_Study questions_
a) Rewrite the WebRTC overview from "WebRTC has a" to "post is for.", putting "sealed box" in place of "black box".
b) Carry the WebRTC overview forward, starting after its final sentence.

_Provided text_
+++

Real-time communication has reshaped what a browser can do. Zoom, Google Meet, WhatsApp web calls, Discord, Microsoft Teams, in-browser customer support, telemedicine, classroom apps — they all run on WebRTC. The name stands for Web Real-Time Communication, and it lets browsers and mobile apps move audio, video, and data directly between users with no plugin, no install, and (in the ideal case) no server in the media path.
WebRTC has a reputation for being intimidating, and that reputation is half deserved. It mixes networking, NAT traversal, codecs, asynchronous signaling, and a browser API surface that wasn't designed to be self-explanatory. But once you can name the moving parts — SDP, ICE, STUN, TURN, signaling — the whole stack stops feeling like a black box. That's what this post is for.

+++

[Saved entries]
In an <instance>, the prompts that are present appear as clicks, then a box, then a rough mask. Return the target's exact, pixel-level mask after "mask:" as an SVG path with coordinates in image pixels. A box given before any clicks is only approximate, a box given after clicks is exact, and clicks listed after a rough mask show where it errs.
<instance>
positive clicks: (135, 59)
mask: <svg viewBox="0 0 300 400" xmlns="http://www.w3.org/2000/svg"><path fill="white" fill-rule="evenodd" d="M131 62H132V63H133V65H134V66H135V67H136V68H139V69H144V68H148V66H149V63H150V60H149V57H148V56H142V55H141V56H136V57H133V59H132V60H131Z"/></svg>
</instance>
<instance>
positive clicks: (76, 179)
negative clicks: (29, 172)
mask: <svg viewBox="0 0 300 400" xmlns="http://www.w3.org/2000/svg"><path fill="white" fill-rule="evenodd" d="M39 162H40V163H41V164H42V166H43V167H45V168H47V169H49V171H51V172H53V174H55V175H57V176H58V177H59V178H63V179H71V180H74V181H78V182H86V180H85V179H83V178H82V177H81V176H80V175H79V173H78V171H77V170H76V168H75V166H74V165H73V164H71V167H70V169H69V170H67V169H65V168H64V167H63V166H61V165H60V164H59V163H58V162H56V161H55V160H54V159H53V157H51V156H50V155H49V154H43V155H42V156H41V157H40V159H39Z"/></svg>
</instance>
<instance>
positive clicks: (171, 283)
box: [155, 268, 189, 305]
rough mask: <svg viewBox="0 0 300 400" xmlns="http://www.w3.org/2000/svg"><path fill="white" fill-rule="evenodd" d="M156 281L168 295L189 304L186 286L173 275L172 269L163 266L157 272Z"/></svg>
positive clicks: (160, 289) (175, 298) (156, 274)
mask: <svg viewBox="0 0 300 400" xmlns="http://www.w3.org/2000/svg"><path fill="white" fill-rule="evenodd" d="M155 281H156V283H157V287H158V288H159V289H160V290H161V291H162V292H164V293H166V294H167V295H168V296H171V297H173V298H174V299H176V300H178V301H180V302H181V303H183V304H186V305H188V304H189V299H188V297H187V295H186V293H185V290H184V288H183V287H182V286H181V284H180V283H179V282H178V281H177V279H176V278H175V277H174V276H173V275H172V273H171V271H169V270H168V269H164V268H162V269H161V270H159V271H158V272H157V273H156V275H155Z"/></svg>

+++

_Answers provided_
a)
WebRTC has a reputation for being intimidating, and that reputation is half deserved. It mixes networking, NAT traversal, codecs, asynchronous signaling, and a browser API surface that wasn't designed to be self-explanatory. But once you can name the moving parts — SDP, ICE, STUN, TURN, signaling — the whole stack stops feeling like a sealed box. That's what this post is for.

b)
We'll walk through what WebRTC is, the three browser APIs it ships, the seven-step flow that every video call follows, what SDP and ICE actually contain, the difference between STUN and TURN (and why production apps always need TURN), how signaling works with a real Firebase example, the seven production issues you will hit, and what changes when you scale past five participants and need an SFU. Every code example here is something you can paste into a browser console or a small project and run.
1 What WebRTC Actually Is
Before WebRTC existed, doing browser-based voice or video meant a Flash plugin, a proprietary client install, or a native app wrapped around a stream. WebRTC replaced all of that with a standard browser API for:
- Voice and video calls
- Screen sharing
- Real-time text and data transfer
- File transfer between peers
The single most important idea behind WebRTC is peer-to-peer. Whenever the network allows it, two browsers talk directly to each other — no media server sitting in the middle. That removes three things at once: latency, server bandwidth cost, and a single point of failure. It's why a one-to-one Google Meet call feels noticeably faster than a server-routed system, and why a small startup can ship a video call feature without paying for a CDN-scale backend.
2 The Three WebRTC APIs
Everything WebRTC does sits on top of three browser APIs. Learn them and you've learned 80% of WebRTC.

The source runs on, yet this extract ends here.